Return every line of the material below that contains the string "cloud", copying each line in full.
================
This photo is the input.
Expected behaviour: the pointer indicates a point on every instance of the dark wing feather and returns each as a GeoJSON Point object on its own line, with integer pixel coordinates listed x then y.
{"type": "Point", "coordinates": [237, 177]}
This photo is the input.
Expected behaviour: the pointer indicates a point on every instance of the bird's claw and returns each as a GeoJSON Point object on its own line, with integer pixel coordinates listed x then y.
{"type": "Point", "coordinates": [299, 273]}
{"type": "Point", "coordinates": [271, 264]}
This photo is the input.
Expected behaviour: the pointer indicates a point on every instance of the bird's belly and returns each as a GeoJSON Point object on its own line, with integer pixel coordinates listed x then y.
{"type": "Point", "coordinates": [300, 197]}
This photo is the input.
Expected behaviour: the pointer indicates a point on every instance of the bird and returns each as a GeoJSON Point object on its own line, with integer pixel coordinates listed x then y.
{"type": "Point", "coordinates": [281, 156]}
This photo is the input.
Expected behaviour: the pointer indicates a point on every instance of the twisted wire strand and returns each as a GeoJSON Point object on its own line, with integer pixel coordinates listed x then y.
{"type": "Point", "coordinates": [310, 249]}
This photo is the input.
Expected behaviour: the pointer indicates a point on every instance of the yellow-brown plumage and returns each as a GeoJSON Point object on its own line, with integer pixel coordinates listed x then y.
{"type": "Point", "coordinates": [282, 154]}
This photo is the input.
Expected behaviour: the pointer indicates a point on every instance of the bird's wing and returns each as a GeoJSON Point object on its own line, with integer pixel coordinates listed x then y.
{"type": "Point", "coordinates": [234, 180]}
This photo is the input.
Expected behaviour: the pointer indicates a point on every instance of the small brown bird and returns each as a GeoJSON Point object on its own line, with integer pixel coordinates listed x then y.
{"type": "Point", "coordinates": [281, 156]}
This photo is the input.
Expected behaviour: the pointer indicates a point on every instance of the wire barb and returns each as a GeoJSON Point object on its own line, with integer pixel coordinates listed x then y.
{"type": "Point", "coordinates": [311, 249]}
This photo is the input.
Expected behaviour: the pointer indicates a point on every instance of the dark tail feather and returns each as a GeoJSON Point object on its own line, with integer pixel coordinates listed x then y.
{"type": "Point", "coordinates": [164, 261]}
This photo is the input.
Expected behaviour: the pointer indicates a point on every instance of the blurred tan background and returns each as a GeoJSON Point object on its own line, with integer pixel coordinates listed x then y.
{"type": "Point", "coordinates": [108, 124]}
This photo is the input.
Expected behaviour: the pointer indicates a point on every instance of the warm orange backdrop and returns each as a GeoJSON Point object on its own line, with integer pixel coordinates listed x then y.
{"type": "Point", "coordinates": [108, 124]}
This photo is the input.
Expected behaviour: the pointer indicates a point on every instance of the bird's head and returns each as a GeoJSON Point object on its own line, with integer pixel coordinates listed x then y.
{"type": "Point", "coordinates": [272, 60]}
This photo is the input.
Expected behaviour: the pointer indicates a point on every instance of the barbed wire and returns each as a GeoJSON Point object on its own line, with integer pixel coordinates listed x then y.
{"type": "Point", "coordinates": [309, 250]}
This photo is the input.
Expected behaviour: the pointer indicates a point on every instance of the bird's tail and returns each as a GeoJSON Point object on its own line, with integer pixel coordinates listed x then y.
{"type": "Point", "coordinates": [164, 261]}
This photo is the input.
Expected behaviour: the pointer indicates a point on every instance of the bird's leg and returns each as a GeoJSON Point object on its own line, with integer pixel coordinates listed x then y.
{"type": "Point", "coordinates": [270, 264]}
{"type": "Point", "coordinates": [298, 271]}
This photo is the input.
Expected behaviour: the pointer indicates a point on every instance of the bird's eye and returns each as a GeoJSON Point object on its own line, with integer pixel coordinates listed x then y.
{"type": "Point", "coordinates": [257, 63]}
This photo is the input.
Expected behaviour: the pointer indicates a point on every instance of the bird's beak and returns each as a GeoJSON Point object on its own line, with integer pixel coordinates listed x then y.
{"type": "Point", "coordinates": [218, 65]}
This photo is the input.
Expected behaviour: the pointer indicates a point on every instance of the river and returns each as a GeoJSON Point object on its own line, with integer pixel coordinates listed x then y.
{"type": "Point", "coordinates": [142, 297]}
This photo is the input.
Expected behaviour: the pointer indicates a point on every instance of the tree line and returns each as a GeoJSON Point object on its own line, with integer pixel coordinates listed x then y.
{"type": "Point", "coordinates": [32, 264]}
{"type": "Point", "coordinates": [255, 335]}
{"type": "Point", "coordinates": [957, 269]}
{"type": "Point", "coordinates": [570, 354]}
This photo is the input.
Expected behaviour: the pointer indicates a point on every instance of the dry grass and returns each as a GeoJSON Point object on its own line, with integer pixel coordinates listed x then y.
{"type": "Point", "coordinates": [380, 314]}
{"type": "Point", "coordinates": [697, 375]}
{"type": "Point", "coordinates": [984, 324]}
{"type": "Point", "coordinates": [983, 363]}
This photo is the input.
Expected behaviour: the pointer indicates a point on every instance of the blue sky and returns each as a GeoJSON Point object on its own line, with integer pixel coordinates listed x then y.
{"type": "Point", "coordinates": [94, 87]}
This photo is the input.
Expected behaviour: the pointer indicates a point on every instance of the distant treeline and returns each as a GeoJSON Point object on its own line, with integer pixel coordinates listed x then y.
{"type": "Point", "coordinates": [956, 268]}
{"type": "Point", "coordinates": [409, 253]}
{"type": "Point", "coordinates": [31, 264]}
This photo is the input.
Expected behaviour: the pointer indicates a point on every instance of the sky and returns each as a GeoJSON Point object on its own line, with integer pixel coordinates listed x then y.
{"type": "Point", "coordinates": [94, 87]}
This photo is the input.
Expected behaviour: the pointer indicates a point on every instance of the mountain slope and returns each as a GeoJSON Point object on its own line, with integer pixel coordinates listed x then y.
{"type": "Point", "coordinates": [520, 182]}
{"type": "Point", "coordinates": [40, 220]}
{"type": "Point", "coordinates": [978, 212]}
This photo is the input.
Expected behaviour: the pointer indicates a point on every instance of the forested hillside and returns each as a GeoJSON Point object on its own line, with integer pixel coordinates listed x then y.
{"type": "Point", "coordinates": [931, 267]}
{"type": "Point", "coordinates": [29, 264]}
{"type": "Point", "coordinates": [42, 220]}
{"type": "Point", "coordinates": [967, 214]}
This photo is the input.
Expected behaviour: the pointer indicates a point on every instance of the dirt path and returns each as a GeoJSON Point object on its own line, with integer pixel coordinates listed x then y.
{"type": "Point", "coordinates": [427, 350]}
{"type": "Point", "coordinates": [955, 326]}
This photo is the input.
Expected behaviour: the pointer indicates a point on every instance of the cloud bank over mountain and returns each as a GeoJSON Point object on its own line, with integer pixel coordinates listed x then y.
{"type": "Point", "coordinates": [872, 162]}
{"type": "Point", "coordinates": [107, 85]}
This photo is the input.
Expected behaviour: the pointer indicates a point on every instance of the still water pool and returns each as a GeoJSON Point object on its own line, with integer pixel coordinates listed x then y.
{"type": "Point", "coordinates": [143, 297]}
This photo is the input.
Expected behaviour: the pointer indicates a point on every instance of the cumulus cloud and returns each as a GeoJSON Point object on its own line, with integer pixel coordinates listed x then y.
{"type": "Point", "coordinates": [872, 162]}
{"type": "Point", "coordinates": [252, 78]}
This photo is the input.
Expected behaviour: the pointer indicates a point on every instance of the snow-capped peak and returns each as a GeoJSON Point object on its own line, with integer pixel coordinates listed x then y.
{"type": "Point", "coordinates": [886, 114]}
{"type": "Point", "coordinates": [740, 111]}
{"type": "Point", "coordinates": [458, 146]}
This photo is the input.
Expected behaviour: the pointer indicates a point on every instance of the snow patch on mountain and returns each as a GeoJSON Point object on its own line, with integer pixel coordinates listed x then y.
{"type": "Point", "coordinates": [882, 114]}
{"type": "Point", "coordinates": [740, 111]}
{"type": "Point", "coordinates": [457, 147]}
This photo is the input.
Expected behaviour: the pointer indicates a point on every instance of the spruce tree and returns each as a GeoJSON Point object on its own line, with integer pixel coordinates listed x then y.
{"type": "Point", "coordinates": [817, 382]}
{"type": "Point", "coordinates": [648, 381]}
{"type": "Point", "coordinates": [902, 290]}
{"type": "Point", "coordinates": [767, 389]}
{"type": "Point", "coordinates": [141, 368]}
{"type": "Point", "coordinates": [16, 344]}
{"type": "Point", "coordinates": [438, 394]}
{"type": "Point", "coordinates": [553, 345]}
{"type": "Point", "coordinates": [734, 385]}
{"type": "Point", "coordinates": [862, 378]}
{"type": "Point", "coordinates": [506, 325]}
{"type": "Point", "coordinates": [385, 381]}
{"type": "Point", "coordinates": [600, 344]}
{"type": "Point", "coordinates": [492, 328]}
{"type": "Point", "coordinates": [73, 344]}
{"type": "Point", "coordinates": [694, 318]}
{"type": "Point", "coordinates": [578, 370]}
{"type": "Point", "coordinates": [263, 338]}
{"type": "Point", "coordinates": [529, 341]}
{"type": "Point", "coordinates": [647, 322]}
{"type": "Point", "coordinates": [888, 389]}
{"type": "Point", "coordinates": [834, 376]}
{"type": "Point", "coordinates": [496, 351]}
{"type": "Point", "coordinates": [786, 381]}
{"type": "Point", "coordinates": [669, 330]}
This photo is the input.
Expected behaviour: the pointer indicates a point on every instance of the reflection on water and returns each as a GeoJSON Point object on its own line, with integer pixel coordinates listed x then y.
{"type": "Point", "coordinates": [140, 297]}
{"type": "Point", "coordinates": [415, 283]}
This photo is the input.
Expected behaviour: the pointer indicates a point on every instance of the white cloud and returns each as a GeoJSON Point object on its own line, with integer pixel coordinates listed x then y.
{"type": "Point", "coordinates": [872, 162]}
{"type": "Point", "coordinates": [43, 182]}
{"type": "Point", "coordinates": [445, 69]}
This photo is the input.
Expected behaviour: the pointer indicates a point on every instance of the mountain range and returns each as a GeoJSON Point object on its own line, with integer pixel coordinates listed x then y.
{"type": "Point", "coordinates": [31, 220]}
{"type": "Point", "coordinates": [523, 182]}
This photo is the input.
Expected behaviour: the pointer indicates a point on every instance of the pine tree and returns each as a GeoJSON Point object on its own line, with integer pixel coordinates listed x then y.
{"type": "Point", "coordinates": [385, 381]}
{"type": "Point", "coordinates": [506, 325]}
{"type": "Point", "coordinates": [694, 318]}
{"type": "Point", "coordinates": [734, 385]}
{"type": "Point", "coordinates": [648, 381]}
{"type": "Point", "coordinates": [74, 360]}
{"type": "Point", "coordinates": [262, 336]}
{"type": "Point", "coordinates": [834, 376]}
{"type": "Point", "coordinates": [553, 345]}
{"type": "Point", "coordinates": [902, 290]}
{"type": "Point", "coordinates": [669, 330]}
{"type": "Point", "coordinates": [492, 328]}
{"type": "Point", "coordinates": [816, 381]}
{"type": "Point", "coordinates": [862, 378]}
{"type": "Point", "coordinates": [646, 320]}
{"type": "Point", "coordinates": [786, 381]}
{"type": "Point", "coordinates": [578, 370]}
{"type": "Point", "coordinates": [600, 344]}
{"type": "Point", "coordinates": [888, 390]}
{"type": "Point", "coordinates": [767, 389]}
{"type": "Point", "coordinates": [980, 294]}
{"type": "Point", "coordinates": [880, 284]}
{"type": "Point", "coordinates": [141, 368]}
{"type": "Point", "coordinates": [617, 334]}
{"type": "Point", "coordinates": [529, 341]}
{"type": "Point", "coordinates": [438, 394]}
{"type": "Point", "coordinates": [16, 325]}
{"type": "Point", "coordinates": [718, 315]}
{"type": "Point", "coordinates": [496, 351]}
================
Reply:
Expected behaviour: the pointer indicates a point on every instance of the cloud bank over mountain and returns each as a GeoJSON Point object on its own line, with integer pixel coordinates listed x then y.
Expected behaviour: the pointer indicates a point on every instance of the cumulus cloud and returns each as a GeoJSON Point object on its own line, with integer pixel coordinates listed x then y.
Expected behaviour: the pointer indicates a point on every instance of the white cloud and returns each as a GeoJSON Point object on its own line, with integer pixel coordinates listed x then y.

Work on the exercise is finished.